◆ **CHALLENGE**
Reproduce the stretch of the generic pattern matching page from "- sites-available/*" through "the connection scheme.", word for word.

◆ **SUPPLIED TEXT**
>> BEGIN

Skip to main content

    Generic pattern matching

    Introduction

    Semgrep can match generic patterns in languages that it does not yet support. Use generic pattern matching for languages that do not have a parser, configuration files, or other structured data such as XML. Generic pattern matching can also be useful in files containing multiple languages even if the languages are otherwise supported, such as HTML with embedded JavaScript or PHP code. In those cases you can also consider Extract mode (experimental), but generic patterns may be simpler and still effective.

    As an example of generic matching, consider this rule:

    rules:
    - id: dynamic-proxy-scheme
    pattern: proxy_pass $$SCHEME:// ...;
    paths:
    include:
    - "*.conf"
    - "*.vhost"
    - sites-available/*
    - sites-enabled/*
    languages:
    - generic
    severity: WARNING
    message: >-
    The protocol scheme for this proxy is dynamically determined.
    This can be dangerous if the scheme is injected by an
    attacker because it may forcibly alter the connection scheme.
    Consider hardcoding a scheme for this proxy.

>> END

◆ **RECORD EXCERPTS**

>> BEGIN

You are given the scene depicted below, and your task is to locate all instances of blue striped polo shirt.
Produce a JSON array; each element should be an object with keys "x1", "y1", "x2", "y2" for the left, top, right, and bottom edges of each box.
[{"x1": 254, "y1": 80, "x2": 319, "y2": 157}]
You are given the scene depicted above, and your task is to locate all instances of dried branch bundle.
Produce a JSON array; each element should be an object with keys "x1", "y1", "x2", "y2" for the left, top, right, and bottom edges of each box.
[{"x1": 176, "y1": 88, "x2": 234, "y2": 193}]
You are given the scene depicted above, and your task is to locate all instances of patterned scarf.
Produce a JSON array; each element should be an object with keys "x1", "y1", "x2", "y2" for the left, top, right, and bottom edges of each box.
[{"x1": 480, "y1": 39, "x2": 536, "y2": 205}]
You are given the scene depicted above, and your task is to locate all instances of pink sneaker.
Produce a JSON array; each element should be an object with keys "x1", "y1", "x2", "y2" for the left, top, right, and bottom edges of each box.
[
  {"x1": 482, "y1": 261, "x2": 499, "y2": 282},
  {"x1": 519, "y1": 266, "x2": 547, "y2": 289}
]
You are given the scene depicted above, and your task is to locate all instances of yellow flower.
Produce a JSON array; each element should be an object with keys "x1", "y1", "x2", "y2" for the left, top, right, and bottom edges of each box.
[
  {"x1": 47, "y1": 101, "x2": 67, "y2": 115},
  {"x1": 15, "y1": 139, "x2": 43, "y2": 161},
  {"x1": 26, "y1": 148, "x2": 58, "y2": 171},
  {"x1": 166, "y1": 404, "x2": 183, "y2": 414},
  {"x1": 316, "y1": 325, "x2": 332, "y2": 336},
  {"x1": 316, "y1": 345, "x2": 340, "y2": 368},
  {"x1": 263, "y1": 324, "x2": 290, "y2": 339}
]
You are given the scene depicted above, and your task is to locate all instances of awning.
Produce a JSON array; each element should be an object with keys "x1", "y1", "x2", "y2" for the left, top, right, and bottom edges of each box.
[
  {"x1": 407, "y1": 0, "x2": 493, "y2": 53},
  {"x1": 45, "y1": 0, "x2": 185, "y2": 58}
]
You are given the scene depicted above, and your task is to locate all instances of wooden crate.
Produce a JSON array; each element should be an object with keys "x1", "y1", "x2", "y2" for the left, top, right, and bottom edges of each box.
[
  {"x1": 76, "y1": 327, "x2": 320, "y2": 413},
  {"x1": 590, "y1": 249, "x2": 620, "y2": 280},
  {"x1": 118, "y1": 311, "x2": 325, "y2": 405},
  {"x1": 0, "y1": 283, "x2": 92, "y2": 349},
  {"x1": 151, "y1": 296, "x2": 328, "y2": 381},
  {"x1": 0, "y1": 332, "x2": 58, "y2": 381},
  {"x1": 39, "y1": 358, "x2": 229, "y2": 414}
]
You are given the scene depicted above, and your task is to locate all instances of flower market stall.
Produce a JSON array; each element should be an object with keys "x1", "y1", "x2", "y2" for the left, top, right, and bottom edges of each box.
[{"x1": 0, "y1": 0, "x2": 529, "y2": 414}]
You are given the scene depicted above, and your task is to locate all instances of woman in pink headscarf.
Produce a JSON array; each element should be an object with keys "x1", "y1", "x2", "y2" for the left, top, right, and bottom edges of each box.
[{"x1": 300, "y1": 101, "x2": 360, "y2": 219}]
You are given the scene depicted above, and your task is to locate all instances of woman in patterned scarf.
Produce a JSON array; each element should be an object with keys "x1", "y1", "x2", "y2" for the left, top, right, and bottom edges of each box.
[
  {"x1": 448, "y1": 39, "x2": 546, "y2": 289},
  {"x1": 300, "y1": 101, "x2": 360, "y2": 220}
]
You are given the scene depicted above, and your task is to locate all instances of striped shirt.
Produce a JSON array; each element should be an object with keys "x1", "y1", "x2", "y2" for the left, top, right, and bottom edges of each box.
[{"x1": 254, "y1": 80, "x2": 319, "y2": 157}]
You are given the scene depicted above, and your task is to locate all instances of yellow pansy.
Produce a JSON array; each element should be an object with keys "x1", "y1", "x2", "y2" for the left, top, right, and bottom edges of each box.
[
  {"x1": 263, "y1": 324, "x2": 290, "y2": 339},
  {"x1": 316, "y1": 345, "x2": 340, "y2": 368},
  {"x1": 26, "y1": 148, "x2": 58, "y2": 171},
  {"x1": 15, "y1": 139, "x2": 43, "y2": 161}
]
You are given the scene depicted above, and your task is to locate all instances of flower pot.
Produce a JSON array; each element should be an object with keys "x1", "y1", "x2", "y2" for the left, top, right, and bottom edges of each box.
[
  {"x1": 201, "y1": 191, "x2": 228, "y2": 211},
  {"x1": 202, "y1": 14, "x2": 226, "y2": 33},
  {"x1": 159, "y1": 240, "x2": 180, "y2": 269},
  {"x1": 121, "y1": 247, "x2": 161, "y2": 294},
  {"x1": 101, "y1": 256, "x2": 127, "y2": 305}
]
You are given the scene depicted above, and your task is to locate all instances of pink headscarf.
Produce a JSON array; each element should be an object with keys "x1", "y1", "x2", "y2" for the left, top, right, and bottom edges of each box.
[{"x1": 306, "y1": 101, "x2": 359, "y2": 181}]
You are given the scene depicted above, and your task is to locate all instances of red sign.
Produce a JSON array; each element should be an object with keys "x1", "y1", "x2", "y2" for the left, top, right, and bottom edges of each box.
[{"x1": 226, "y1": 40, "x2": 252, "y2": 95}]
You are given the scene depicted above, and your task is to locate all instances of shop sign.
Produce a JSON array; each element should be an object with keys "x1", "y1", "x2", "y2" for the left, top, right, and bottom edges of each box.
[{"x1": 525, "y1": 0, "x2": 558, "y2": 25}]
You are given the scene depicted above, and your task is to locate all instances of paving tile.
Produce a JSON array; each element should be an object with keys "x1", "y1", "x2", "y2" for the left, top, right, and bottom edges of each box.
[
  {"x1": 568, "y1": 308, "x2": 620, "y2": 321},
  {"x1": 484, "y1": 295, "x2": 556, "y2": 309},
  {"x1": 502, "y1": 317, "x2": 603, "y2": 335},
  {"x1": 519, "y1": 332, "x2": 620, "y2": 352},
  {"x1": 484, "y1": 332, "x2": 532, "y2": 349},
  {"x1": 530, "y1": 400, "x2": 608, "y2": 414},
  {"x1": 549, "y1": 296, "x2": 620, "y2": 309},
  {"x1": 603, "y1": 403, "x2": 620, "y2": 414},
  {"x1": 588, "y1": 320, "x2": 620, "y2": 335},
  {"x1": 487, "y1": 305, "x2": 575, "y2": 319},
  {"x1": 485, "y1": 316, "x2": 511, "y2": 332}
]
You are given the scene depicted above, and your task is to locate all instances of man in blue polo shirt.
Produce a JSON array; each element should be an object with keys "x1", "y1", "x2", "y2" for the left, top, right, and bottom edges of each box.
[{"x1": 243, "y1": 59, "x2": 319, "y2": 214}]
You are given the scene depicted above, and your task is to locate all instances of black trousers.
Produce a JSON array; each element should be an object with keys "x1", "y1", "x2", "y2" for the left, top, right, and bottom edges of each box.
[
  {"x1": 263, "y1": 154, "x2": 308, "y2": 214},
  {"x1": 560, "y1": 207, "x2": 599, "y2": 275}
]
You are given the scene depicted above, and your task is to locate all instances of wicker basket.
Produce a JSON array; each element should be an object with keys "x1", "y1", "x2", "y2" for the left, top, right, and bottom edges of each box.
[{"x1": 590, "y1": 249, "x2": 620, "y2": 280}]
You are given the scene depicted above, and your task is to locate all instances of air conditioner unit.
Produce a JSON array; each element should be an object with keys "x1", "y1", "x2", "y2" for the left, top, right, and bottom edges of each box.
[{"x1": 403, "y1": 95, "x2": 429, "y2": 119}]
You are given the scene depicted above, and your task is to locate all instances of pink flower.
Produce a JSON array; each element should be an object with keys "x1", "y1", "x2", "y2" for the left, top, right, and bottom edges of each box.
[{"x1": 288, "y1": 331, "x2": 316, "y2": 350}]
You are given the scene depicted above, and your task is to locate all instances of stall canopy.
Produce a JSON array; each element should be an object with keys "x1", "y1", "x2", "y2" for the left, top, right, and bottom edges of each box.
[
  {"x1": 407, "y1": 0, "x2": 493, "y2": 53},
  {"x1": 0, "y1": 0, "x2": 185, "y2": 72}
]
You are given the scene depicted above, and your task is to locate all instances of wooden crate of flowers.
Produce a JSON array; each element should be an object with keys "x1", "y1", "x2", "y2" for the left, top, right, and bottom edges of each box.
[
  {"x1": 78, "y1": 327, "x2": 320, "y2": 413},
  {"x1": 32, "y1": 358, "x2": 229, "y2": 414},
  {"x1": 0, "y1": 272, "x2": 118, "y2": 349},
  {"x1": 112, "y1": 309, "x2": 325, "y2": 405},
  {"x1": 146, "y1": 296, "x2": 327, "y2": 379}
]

>> END

◆ **TASK ANSWER**
- sites-available/*
    - sites-enabled/*
    languages:
    - generic
    severity: WARNING
    message: >-
    The protocol scheme for this proxy is dynamically determined.
    This can be dangerous if the scheme is injected by an
    attacker because it may forcibly alter the connection scheme.